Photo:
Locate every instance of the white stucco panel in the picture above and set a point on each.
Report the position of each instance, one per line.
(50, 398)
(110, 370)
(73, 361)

__Written problem__: Can you reproduce the lines above verbatim, keeping each one on its own line?

__Task output__:
Photo:
Locate every instance of the white stucco panel in the picture above and set a point on each.
Report the position of each instance, one per line.
(50, 398)
(110, 370)
(73, 361)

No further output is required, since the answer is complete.